═════ INFORMAZIONI FORNITE

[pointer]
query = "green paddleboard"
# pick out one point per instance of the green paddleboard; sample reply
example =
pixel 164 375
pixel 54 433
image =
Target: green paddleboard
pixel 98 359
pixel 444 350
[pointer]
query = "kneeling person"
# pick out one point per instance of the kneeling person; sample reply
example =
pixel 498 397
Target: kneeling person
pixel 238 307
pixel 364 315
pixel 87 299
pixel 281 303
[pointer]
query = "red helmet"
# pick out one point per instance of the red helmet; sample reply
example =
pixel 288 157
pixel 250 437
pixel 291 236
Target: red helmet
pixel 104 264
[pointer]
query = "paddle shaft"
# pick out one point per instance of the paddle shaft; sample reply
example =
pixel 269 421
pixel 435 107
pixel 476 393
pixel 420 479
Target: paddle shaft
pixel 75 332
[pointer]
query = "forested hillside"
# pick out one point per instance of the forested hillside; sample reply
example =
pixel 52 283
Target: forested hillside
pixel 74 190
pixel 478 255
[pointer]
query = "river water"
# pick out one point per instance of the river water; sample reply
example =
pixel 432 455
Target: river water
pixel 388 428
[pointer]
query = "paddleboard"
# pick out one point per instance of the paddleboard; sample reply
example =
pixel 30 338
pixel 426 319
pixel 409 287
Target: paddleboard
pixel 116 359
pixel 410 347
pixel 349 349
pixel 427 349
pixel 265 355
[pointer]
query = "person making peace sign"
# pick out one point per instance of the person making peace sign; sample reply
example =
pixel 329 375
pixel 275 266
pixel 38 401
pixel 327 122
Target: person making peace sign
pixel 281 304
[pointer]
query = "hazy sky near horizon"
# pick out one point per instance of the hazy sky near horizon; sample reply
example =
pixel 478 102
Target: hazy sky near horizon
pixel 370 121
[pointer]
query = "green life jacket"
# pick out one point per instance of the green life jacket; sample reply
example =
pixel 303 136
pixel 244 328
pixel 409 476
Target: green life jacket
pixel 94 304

══════════

LE TUE ISTRUZIONI
Filtra i dati riportati sopra e trascrivi ogni riga che contiene la parola "Target".

SOLUZIONE DEL PROBLEMA
Target: green paddleboard
Target: kneeling person
Target: red helmet
Target: paddle shaft
Target: forested hillside
Target: river water
Target: paddleboard
Target: person making peace sign
Target: hazy sky near horizon
Target: green life jacket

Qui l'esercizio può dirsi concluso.